Die Altercatio Ecclesiae et Synagogae („Streitgespräch zwischen Kirche und Synagoge“) ist eine im 5. Jahrhundert entstandene anonyme, irrtümlich Augustin zugeschriebene frühchristliche Streitschrift zur Delegitimierung des Judentums.

Der Autor lässt die allegorische Figur der Kirche zur Synagoge sagen: „Du kannst dich nicht ändern, immer verneinst du und streitest in Falschheit darüber, was falsch ist. Gewiss habe ich zuvor gesagt, dass du regiert hast, als das Volk Israel ein großes Reich besaß … Schau auf die Feldzeichen der Legionen, und du findest den Namen des Erlösers: Siehe, die Bekenner Christi sind die Herrscher, und erkenne, dass du von der Regierung ausgeschlossen bist, und gestehe, dass du uns – gemäß dem Versprechen des Testaments – dienst; du zahlst mir Tribut, hast keinen Zugang zur Regierung, kannst keine Präfektur innehaben; ein Jude kann nicht Comes sein, der Eintritt in den Senat ist dir untersagt; du wirst nicht in den Militärdienst aufgenommen, zur Tafel der Reichen bist du nicht zugelassen, du hast den Ritterstand verloren, alles ist dir verboten. Selbst zum Essen, womit du dein Leben fristen kannst, erhältst du nicht das Nötige … Lies, was der Rebekka gesagt wurde, als sie die Zwillinge gebar: Zwei Stämme sind in meinem Schoß und zwei Völker werden sich scheiden aus deinem Leibe, und ein Volk wird dem anderen überlegen sein, und der Ältere wird dem Jüngeren dienen (Gen 25,23).

################

## Ziel der Aufgabe
Führen Sie den Text über die Altercatio Ecclesiae et Synagogae im Anschluss an seinen letzten Satz fort.

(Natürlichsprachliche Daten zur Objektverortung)
################

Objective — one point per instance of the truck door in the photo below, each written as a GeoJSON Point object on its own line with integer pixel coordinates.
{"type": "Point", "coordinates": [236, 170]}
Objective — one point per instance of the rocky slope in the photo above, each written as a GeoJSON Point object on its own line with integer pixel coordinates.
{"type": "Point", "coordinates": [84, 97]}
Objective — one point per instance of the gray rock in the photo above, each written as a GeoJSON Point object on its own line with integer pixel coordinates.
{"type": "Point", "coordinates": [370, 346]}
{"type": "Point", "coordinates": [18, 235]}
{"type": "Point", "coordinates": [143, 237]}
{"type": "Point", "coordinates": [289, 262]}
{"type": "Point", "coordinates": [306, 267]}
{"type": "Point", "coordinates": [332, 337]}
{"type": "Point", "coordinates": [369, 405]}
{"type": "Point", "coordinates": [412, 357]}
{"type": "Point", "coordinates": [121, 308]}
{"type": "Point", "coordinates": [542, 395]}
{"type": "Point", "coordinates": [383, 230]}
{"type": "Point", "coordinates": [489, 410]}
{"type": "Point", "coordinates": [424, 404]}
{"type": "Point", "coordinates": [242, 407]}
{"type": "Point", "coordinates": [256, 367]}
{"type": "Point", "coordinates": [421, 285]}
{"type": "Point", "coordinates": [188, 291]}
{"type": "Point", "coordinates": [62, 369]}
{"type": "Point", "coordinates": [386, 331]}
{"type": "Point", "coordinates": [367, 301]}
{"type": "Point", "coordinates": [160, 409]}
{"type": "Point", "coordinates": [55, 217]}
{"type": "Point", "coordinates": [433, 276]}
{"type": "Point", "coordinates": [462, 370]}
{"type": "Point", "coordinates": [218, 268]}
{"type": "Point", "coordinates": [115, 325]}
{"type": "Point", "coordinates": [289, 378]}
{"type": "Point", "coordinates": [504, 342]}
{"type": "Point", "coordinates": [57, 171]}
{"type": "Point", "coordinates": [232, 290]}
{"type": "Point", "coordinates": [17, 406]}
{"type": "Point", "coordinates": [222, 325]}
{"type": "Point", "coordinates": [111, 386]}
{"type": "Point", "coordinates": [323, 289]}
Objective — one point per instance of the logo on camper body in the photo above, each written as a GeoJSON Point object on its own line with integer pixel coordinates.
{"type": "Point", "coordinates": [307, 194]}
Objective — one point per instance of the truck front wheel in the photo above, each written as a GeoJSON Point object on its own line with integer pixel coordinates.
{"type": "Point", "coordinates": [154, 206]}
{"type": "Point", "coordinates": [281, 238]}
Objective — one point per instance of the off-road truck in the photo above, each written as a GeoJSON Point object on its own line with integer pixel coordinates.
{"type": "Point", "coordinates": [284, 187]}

################

## Lösung der Aufgabe
Die Schrift belegt beispielhaft, wie schnell die gut ein Jahrhundert zuvor erlangte Stellung als Staatsreligion im Römischen Reich das Selbstverständnis der Kirche und ihre Bibelauslegung prägte. Die faktische Privilegierung deutet die Altercatio als Gottesurteil gegen das Volk des ersten Bundes und als verdiente Erniedrigung Israels, die nachträglich biblisch begründet wird. Damit gehört die Schrift zu den Bausteinen des christlichen Antijudaismus der folgenden Jahrhunderte.

Textausgabe

  • Jocelyn N. Hillgarth (Hrsg.): Altercatio ecclesiae et synagogae. Brepols, Turnhout 1999 (Corpus Christianorum Series Latina, Band 69A). ISBN 2-503-00694-9. (mit englischer Übersetzung)

Literatur

  • Hermann Josef Frede: Kirchenschriftsteller. Verzeichnis und Sigel. (Repertorium scriptorum ecclesiasticorum latinorum saeculo nono antiquiorum siglis adpositis quae in editione Bibliorum Sacrorum iuxta veterem latinam versionem adhibentur.) 4. Aufl. Herder-Verlag, Freiburg 1995 (Vetus Latina 1.1). ISBN 3-451-00120-9.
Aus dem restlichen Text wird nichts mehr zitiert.